Required task:
Reproduce each line of the records below with no changes.

(Extracted records)
Start
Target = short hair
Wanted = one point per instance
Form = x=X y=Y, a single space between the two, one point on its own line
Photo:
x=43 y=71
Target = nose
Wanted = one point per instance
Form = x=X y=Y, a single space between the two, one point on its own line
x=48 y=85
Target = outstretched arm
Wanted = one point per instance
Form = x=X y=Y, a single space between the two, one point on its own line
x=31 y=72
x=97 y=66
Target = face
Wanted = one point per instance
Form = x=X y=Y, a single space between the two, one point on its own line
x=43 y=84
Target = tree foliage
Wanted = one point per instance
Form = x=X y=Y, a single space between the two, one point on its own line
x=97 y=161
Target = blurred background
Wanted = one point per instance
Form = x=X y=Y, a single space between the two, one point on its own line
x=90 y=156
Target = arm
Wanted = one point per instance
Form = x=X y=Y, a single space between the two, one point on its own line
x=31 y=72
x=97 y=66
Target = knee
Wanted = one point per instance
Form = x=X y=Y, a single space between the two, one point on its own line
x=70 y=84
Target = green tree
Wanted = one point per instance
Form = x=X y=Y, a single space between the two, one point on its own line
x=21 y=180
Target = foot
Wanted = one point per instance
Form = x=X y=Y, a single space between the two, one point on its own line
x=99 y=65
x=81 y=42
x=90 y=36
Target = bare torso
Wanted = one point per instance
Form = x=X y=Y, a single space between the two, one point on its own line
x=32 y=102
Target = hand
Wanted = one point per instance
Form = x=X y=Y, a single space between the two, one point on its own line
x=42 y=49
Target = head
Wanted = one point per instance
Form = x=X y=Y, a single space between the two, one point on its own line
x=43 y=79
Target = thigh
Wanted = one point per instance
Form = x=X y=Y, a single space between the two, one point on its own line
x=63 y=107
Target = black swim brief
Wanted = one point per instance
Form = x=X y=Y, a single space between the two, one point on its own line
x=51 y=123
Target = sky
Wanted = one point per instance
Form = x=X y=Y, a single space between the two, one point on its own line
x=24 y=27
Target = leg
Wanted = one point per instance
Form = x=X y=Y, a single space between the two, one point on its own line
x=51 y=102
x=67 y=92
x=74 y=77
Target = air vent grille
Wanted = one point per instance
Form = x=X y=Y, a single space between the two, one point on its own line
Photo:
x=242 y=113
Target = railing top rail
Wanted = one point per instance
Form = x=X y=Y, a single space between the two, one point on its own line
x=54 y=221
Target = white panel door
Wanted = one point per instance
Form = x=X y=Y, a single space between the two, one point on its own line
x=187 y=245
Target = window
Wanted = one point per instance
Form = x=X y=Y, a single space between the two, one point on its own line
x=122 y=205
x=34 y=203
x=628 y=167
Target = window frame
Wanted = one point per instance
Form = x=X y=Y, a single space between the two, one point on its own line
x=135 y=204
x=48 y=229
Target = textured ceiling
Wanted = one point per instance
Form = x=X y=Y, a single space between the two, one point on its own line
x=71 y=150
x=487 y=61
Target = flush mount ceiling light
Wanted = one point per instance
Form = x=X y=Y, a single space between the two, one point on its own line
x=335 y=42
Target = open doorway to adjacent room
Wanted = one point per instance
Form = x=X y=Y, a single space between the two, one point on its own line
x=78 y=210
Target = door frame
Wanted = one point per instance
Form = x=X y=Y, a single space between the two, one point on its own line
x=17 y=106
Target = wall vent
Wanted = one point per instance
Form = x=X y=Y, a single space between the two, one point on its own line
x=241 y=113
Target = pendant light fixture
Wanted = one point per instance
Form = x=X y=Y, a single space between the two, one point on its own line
End
Task solution:
Target = short hair
Wanted = one point per instance
Form = x=X y=Y, a single space between the two, one point on its own line
Photo:
x=43 y=71
Target = nose
Wanted = one point per instance
Form = x=X y=Y, a single space between the two, one point on its own line
x=48 y=85
Target = outstretched arm
Wanted = one point per instance
Form = x=X y=Y, a single space between the two, one point on its own line
x=31 y=72
x=97 y=66
Target = face
Wanted = one point per instance
Form = x=X y=Y, a single space between the two, one point on its own line
x=43 y=84
Target = tree foliage
Wanted = one point per instance
Form = x=X y=Y, a single space between the two, one point on its own line
x=97 y=161
Target = blurred background
Wanted = one point per instance
Form = x=X y=Y, a single space between the two, one point on its own line
x=90 y=156
Target = arm
Wanted = one point per instance
Form = x=X y=Y, a single space between the two, one point on its own line
x=31 y=72
x=97 y=66
Target = knee
Wanted = one point per instance
Form = x=X y=Y, a single space between the two, one point on its own line
x=70 y=84
Target = green tree
Wanted = one point per instance
Form = x=X y=Y, a single space between the two, one point on its own line
x=21 y=180
Target = foot
Wanted = one point per instance
Form = x=X y=Y, a single space between the two, one point on its own line
x=99 y=65
x=81 y=42
x=90 y=36
Target = bare torso
Wanted = one point per instance
Form = x=X y=Y, a single space between the two, one point on its own line
x=32 y=102
Target = hand
Wanted = one point per instance
Form = x=X y=Y, a single space between the two, one point on its own line
x=42 y=49
Target = head
Wanted = one point per instance
Form = x=X y=Y, a single space between the two, one point on its own line
x=43 y=79
Target = thigh
Wanted = one point per instance
Form = x=X y=Y, a single space between the two, one point on its own line
x=63 y=107
Target = black swim brief
Wanted = one point per instance
Form = x=X y=Y, a single space between the two, one point on its own line
x=51 y=123
Target = sky
Wanted = one point per instance
Form = x=X y=Y, a single space between the two, one point on its own line
x=24 y=27
Target = leg
Wanted = one point per instance
Form = x=X y=Y, a single space between the two, one point on its own line
x=51 y=102
x=67 y=92
x=74 y=77
Target = air vent grille
Wanted = one point per instance
Form = x=X y=Y, a single space between the two, one point on its own line
Photo:
x=242 y=113
Target = railing top rail
Wanted = one point per instance
Form = x=X y=Y, a single space between the two, one point on its own line
x=54 y=221
Target = white panel door
Wanted = one point per instance
Form = x=X y=Y, a single space between the two, one point on its own line
x=187 y=245
Target = window
Wanted = one point per instance
Form = x=X y=Y, a single space between the two, one point on its own line
x=122 y=205
x=34 y=203
x=628 y=167
Target = window frame
Wanted = one point per instance
Form = x=X y=Y, a single space between the two, one point on its own line
x=135 y=204
x=48 y=229
Target = textured ceiling
Wanted = one point per instance
Form = x=X y=Y, a single space between the two, one point on its own line
x=71 y=150
x=487 y=61
Target = flush mount ceiling light
Wanted = one point per instance
Form = x=X y=Y, a single space between the two, one point on its own line
x=335 y=42
Target = open doorway to adjacent room
Wanted = one point per instance
Form = x=X y=Y, a single space between the two, one point on its own line
x=78 y=210
Target = door frame
Wanted = one point per instance
Form = x=X y=Y, a single space between the two, one point on its own line
x=17 y=106
Target = wall vent
Wanted = one point per instance
Form = x=X y=Y, a single space between the two, one point on its own line
x=241 y=113
Target = pendant light fixture
Wanted = one point per instance
Form = x=X y=Y, a single space between the two, one point on its own line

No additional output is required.